# Document excerpt:
[BEGIN]

President Obama’s comments as well as those of Secretary Kerry and Ambassador Power regarding the ultra-nationalistic and imperialist aims of Vladimir Putin’s Russia have been on the mark over the course of the last seven weeks. However, often times it seems the United States and other western governments are reacting late or not at all to Russian aggression in Eastern Europe. How is it that the actions of United States are failing to meet the rhetoric of our leaders? From where I sit, this appears to be a political problem.
War weariness and a general disinterest in foreign affairs have been the consequence of the bungled wars of the Bush years. This worldview has especially permeated the left of the Democratic Party which represents President Obama’s political base as well as the electoral base for countless Democratic members of Congress. These members are elected from safe seats in this era of largely partisanly gerrymandered districts. In many cases liberal Democrats particularly activists have assumed when global conflict arises somehow the USA or the west are either to blame or at the very least further agitating already unfavorable circumstances. If you view the world through the simplistic prism of the Bush Doctrine and wars of choice, it is easy to see how such mistakes can be made.
But with the Bush years firmly behind us, today a more sophisticated and balanced approach is needed. While the west is far from perfect, western values and American values are preferable than that of the foreign despots that some on the left seem to have turned a blind eye to. Vladimir Putin and his strategically created alliances fit that description.
We live in a dangerous world where threats to the values of human dignity, self-determination and the rights of minorities are threatened everyday. The United States of America as the sole global superpower, a liberal democracy and leading light in terms of human rights should always play a leading role in dealing with threats to particularly those which are so grounded in the historical precedent such as Putin’s aggression and the treatment of Ukraine.
President Obama is a strong leader. While his policies towards Russia for several years were grounded in continuing the appeasement of the later Bush years, the last two months have seen a decided shift towards a more responsible and aggressive American posture that protects our interests. A problem though is that large portions of the President’s political base, those carrying the water for him on domestic policy issues either do not understand the complexity and seriousness of the Russian threat or simply see any attempt at pushing American interests abroad as some form neoconservative imperialism.

[END]

# To be done:
- A) Write out the passage of the opinion piece on U.S. policy toward Russia between "But with the" and "treatment of Ukraine.", inclusive.
- B) Extend the opinion piece on U.S. policy toward Russia past its final sentence.
The lines that come next are separate from the opinion piece.

# Dataset records:
[BEGIN]

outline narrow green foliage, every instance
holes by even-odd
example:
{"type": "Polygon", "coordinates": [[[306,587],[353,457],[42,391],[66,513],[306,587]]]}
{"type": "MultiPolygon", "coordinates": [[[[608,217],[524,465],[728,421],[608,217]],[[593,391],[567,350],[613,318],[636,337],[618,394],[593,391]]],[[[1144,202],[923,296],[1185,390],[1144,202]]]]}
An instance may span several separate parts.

[END]

# Answers given:
- A)
But with the Bush years firmly behind us, today a more sophisticated and balanced approach is needed. While the west is far from perfect, western values and American values are preferable than that of the foreign despots that some on the left seem to have turned a blind eye to. Vladimir Putin and his strategically created alliances fit that description.
We live in a dangerous world where threats to the values of human dignity, self-determination and the rights of minorities are threatened everyday. The United States of America as the sole global superpower, a liberal democracy and leading light in terms of human rights should always play a leading role in dealing with threats to particularly those which are so grounded in the historical precedent such as Putin’s aggression and the treatment of Ukraine.

- B)
All Americans should be concerned about Putin as his goal is to weaken the United States, strengthen Russia, control the energy flow to Western Europe, bog America down in the Middle East, undermine President Obama, steal global leadership away from our country, undermine our democratic values and to befriend any dictator of the left or right that wants to attack the United States verbally or economically.
Putin’s alliances are designed to undermine our global leadership economically and morally by someone committed to damaging the United States and imposing a differing set of values on the global community. This new Axis led by Russia includes Venezuela, Nicaragua and North Korea and the breakaway states in Georgian and Ukrainian territory as core members and Iran, Syria and Sudan as peripheral members is a grave threat to American values and American security. Additionally, the diplomatic and rhetorical support to Russia provided by China and India, emerging economic powers must be confronted. While some of Putin’s allies’ grievances are certainly legitimate most are simply saber-rattling to incite anti-western and anti-American feelings throughout the globe.
President Obama has clearly articulated that he wants to reign in Russian aggression but his options seem limited partly because of the posture of his political base. Tony Blair’s Premiership never quite recovered from the Iraq War (Labour won the 2005 UK election with a much reduced margin) and the trouble leftist oriented trade union MPs gave him for the remainder of his tenure probably serves as a stark political reminder to the President of the consequences of moving rapidly in confronting evil without the support ones domestic political base.
In all of his recent moves, Putin’s pretext is protecting Russian ethnic minorities. His excuses sound pitifully like Adolf Hitler’s justification for occupying the Sudetenland in 1938. The failure of Britain and France to stop Hitler in 1938 gave the Nazis a critical year to develop military capability and turn the Soviet Union (temporarily) against them. By the time Britain and France declared war on Germany in September 1939, Hitler was in a MUCH stronger position than a year earlier. While Putin’s march is unlikely to yield the same level of consequence as Hilter’s, the historical parallels are instructive. Putin sits in a much stronger economic position than Nazi Germany did in 1938 and has collected global allies whose sole ideology is anti-Americanism. Confronting this danger is critical at this time, and the President knows it.
But unfortunately Putin also knows how war weary the American and British public’s are because of the foolishness of the Bush-Blair adventurism in Iraq. He is convinced that the United States nor the United Kingdom will act militarily. While avoiding a military conflict of any sort should be a priority, much of President Obama’s posture from the get go has been to make it clear a military option was off the table. This I believe was directly due to the need for the President to placate his political base. Only recently when Putin continued to saber-rattle and deny the obvious reality on the ground in Eastern Ukraine did the President send additional US forces to NATO allies in Eastern Europe with large Russian ethnic minority communities or historical Russian ties.
For President Obama to fulfill his vision for global leadership and positive engagement in Eastern Europe, it is important those on the left that seem to want to see American foreign policy behavior as aggressive understand that this President needs our full support as he confront a grave threat to liberty coming from abroad.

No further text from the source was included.